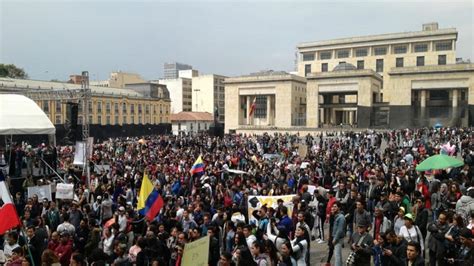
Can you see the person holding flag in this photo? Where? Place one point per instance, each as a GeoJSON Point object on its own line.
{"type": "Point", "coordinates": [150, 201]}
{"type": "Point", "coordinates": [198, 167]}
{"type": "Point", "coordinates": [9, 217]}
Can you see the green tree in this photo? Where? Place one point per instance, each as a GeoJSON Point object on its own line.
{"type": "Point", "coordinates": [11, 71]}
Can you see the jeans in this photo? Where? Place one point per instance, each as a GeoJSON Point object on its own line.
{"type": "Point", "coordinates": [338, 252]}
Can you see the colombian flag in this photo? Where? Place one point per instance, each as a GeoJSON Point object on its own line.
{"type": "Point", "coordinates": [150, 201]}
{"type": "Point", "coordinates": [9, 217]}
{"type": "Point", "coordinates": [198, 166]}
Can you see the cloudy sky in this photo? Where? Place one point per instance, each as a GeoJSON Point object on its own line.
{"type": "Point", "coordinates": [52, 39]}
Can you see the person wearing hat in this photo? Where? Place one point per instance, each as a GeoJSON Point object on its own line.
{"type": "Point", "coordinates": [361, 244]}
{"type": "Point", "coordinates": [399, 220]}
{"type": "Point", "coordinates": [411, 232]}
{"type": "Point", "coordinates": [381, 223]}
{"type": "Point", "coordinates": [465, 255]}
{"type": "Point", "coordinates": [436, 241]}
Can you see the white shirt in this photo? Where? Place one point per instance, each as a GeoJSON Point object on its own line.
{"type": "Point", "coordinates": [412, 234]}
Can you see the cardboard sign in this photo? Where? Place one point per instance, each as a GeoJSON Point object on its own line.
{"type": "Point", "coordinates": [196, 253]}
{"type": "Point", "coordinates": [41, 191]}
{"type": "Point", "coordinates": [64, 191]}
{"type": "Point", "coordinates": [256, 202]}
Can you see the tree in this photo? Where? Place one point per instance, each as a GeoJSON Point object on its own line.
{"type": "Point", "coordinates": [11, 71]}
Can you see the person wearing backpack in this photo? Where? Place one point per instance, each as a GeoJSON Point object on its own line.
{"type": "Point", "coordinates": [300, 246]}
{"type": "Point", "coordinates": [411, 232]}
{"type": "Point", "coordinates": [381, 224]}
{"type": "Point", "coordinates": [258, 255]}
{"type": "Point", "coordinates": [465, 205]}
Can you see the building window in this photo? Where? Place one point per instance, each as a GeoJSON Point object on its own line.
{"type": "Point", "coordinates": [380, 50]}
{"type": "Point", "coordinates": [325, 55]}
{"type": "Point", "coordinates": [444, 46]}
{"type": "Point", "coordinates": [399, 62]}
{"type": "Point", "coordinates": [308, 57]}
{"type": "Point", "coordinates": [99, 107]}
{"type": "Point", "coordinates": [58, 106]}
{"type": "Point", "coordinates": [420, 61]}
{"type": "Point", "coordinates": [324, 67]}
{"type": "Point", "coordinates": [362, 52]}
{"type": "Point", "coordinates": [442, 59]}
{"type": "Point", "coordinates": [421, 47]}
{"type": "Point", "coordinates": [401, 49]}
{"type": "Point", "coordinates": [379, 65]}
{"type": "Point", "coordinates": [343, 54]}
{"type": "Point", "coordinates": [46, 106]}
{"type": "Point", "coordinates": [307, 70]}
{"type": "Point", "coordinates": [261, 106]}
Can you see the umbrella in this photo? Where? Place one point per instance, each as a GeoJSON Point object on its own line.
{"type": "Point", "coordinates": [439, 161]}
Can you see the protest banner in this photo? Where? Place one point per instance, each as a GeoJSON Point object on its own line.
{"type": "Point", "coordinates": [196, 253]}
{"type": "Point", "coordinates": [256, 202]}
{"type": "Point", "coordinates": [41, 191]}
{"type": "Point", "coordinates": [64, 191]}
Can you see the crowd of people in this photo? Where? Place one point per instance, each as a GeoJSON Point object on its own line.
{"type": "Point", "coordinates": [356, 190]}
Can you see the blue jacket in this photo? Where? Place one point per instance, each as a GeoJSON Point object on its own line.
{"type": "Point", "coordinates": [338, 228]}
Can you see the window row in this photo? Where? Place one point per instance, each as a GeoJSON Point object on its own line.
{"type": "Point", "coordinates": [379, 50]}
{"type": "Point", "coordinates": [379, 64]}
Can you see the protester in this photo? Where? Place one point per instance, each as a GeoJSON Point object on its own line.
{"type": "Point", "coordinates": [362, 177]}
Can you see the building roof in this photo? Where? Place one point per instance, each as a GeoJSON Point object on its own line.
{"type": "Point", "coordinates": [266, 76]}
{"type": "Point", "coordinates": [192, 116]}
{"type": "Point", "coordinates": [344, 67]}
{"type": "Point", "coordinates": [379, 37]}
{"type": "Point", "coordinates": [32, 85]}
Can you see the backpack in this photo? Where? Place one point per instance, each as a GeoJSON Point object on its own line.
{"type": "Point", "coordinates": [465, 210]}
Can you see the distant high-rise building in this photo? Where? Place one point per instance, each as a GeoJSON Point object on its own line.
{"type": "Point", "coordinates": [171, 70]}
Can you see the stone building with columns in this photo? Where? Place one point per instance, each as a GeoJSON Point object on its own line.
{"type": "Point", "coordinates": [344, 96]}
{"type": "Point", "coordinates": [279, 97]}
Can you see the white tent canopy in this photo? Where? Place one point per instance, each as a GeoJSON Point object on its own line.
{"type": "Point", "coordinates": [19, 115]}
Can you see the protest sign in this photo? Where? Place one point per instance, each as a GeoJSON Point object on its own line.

▸ What to produce: Retype the whole listing exactly and leave the pictures out.

▸ Result:
Can you see the person holding flag in this photo? Where? Place one point per instance, each as a GeoJSON Point object on its own line.
{"type": "Point", "coordinates": [150, 201]}
{"type": "Point", "coordinates": [198, 167]}
{"type": "Point", "coordinates": [9, 217]}
Can you see the green tree in this photo? Where? Place one point per instance, each as a GeoJSON Point object on its own line.
{"type": "Point", "coordinates": [11, 71]}
Can you see the jeans in this photo? Where? Place one point per instance, each as a GeoJSON Point object on its own line.
{"type": "Point", "coordinates": [338, 252]}
Can you see the colombian flag in this photo? Where? Place one point per instance, each as a GeoJSON Point object on its own line.
{"type": "Point", "coordinates": [150, 201]}
{"type": "Point", "coordinates": [9, 217]}
{"type": "Point", "coordinates": [198, 166]}
Can you see the cloudy sky in this photo? Where? Place one point per instance, each as a GeoJSON Point object on its own line.
{"type": "Point", "coordinates": [52, 39]}
Can you see the person wearing hat in this photo? Where? Place one point per instance, each as a GeoJSON Point object on its own line.
{"type": "Point", "coordinates": [361, 244]}
{"type": "Point", "coordinates": [399, 220]}
{"type": "Point", "coordinates": [411, 232]}
{"type": "Point", "coordinates": [381, 223]}
{"type": "Point", "coordinates": [465, 255]}
{"type": "Point", "coordinates": [436, 241]}
Can you see the white shirt in this photo? Where? Place one point per instance, each as a GeoJSON Point object on its own line.
{"type": "Point", "coordinates": [412, 234]}
Can you see the cardboard sign in this photo? Where? Place one point per instance, each as a GeoJSON Point object on its own line.
{"type": "Point", "coordinates": [196, 253]}
{"type": "Point", "coordinates": [41, 191]}
{"type": "Point", "coordinates": [64, 191]}
{"type": "Point", "coordinates": [256, 202]}
Can you see the tree in this photo? Where? Place one point per instance, each as a GeoJSON Point object on its own line.
{"type": "Point", "coordinates": [11, 71]}
Can you see the person wearing backpack in this photo? Where? Place one point per instance, each as a GeoJSON Point object on its own line.
{"type": "Point", "coordinates": [300, 246]}
{"type": "Point", "coordinates": [411, 232]}
{"type": "Point", "coordinates": [381, 224]}
{"type": "Point", "coordinates": [258, 255]}
{"type": "Point", "coordinates": [465, 205]}
Can you see the building window in this photo? Where? Place one point per instance, each as a GeoJSON Point object on its own line.
{"type": "Point", "coordinates": [380, 50]}
{"type": "Point", "coordinates": [325, 55]}
{"type": "Point", "coordinates": [444, 46]}
{"type": "Point", "coordinates": [399, 62]}
{"type": "Point", "coordinates": [308, 57]}
{"type": "Point", "coordinates": [99, 107]}
{"type": "Point", "coordinates": [58, 106]}
{"type": "Point", "coordinates": [420, 61]}
{"type": "Point", "coordinates": [324, 67]}
{"type": "Point", "coordinates": [362, 52]}
{"type": "Point", "coordinates": [442, 59]}
{"type": "Point", "coordinates": [421, 47]}
{"type": "Point", "coordinates": [401, 49]}
{"type": "Point", "coordinates": [379, 65]}
{"type": "Point", "coordinates": [343, 54]}
{"type": "Point", "coordinates": [46, 106]}
{"type": "Point", "coordinates": [307, 70]}
{"type": "Point", "coordinates": [261, 106]}
Can you see the umbrella in this photo? Where? Place one point per instance, each as a GeoJSON Point object on its own line.
{"type": "Point", "coordinates": [439, 161]}
Can you see the protest banner in this photo? Where? Place one point per instance, each as a GeoJSON Point object on its own line.
{"type": "Point", "coordinates": [196, 253]}
{"type": "Point", "coordinates": [256, 202]}
{"type": "Point", "coordinates": [41, 191]}
{"type": "Point", "coordinates": [64, 191]}
Can you see the crowd of people in this photo? Where? Place one point per instance, each as a GeoJSON Point object on its own line.
{"type": "Point", "coordinates": [356, 190]}
Can you see the blue jacket in this photo? Where? Place one point per instance, each as a GeoJSON Point object on its own line.
{"type": "Point", "coordinates": [338, 228]}
Can you see the window row in this photo? Where? Place one point per instance, each as a GeoJSON Point object on its own line.
{"type": "Point", "coordinates": [379, 50]}
{"type": "Point", "coordinates": [379, 64]}
Can you see the protester in this photo? Where? Place one point per instance, each as a GeoJSON Point object on its own line.
{"type": "Point", "coordinates": [362, 177]}
Can you see the building roof in this photo? Where? Place one point per instance, each as a GeoJSON Point object on its own line.
{"type": "Point", "coordinates": [266, 76]}
{"type": "Point", "coordinates": [192, 116]}
{"type": "Point", "coordinates": [344, 67]}
{"type": "Point", "coordinates": [379, 37]}
{"type": "Point", "coordinates": [32, 85]}
Can you see the backpack in this photo? Where? Place one point per instance, each as a GeoJSON Point object on its own line.
{"type": "Point", "coordinates": [465, 210]}
Can you see the distant high-rise building in this photo? Where? Place one point per instance, each as a GeoJSON Point object on its own line.
{"type": "Point", "coordinates": [171, 70]}
Can you see the stone building with columns in this photo? Where? Place one point per instance, each as a GeoJSON Point object on its own line.
{"type": "Point", "coordinates": [344, 96]}
{"type": "Point", "coordinates": [279, 97]}
Can you see the white tent canopy in this photo? Where? Place one point per instance, each as a GeoJSON Point object on its own line.
{"type": "Point", "coordinates": [19, 115]}
Can you see the protest sign in this photo? Where? Place one point per instance, each as a GeoJSON Point object on its own line.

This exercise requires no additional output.